**TASK GOAL:** Copy each line from the data that has the word "woman" in it.
***
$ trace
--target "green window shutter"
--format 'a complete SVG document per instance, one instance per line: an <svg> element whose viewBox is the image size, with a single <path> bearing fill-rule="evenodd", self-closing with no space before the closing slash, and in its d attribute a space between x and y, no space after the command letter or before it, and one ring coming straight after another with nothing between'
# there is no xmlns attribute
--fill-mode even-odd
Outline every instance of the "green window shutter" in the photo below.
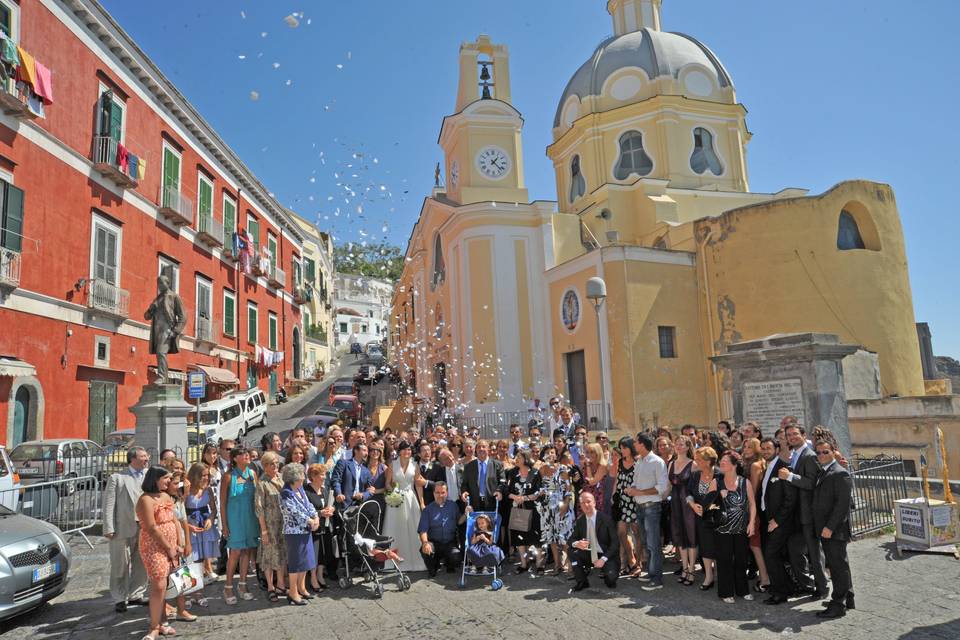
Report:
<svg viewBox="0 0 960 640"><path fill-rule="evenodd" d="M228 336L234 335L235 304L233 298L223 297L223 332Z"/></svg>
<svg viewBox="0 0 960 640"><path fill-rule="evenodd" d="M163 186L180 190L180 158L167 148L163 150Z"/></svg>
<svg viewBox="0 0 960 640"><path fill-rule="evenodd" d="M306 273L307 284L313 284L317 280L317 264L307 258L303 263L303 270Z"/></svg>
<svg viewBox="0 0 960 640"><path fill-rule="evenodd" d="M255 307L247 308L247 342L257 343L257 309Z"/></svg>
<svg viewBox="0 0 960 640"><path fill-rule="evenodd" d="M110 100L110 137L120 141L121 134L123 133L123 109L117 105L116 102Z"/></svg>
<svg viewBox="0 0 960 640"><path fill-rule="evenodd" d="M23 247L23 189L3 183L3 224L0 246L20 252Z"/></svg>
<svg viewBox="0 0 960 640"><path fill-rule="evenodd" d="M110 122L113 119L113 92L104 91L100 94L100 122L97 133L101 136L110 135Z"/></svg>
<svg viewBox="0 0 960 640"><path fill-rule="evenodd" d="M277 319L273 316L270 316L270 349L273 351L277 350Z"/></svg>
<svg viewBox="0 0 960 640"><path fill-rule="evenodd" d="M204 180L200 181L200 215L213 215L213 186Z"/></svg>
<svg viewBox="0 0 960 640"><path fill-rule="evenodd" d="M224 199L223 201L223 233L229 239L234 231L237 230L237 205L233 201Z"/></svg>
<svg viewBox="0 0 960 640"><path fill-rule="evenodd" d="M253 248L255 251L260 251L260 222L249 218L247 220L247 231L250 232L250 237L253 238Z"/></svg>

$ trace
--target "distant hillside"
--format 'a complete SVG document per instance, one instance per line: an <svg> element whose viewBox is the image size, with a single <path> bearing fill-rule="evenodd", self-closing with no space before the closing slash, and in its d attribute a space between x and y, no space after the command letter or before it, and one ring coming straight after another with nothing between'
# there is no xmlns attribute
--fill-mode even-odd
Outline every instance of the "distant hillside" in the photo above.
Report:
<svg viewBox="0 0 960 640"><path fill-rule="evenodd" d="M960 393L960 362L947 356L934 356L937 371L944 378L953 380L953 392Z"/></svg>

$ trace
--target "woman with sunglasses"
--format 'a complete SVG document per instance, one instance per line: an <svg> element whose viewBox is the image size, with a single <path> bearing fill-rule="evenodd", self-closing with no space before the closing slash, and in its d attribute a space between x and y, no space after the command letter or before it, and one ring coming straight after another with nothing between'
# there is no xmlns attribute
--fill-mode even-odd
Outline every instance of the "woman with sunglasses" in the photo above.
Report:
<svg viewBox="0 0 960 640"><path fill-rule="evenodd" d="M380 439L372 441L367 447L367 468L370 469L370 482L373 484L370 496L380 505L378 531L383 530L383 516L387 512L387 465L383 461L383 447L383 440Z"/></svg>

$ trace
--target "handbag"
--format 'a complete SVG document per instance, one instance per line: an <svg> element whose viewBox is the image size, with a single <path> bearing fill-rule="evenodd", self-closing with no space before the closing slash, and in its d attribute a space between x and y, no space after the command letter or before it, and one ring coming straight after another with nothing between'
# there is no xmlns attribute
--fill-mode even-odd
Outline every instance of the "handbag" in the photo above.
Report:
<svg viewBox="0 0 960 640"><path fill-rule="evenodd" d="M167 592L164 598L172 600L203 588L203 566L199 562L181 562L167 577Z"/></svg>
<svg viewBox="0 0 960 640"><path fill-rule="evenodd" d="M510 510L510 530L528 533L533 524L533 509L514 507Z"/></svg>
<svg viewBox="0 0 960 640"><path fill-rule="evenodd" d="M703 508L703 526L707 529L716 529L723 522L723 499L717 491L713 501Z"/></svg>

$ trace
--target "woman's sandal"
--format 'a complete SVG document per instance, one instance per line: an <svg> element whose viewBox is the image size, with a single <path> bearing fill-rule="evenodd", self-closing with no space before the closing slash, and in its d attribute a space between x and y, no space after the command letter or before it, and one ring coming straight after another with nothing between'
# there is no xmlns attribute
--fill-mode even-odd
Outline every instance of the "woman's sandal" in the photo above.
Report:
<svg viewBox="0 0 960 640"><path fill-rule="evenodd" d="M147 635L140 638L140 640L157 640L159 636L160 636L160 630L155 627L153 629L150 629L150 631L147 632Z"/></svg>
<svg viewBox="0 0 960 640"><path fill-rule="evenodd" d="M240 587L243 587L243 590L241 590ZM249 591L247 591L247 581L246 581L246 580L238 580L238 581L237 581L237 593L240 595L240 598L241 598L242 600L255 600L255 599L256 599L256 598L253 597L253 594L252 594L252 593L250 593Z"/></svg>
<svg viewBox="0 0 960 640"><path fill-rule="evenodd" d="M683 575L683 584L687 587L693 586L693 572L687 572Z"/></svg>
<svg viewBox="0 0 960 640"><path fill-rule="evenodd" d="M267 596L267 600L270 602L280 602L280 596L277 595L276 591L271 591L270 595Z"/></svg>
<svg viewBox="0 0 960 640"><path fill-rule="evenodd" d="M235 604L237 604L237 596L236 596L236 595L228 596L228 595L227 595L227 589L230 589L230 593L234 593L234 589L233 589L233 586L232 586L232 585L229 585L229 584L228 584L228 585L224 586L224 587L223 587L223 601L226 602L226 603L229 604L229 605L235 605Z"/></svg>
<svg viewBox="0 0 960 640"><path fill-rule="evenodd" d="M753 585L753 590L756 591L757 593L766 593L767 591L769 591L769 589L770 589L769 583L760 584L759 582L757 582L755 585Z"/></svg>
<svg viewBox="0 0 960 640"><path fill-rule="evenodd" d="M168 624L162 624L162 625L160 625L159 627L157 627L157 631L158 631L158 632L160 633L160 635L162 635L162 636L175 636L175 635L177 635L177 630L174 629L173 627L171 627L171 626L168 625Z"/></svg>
***
**EXPECTED OUTPUT:**
--target "woman with sunglasses"
Outline every instance of the "woman with sunglasses" in the photo above.
--target "woman's sandal"
Outline every instance of the "woman's sandal" in the photo above.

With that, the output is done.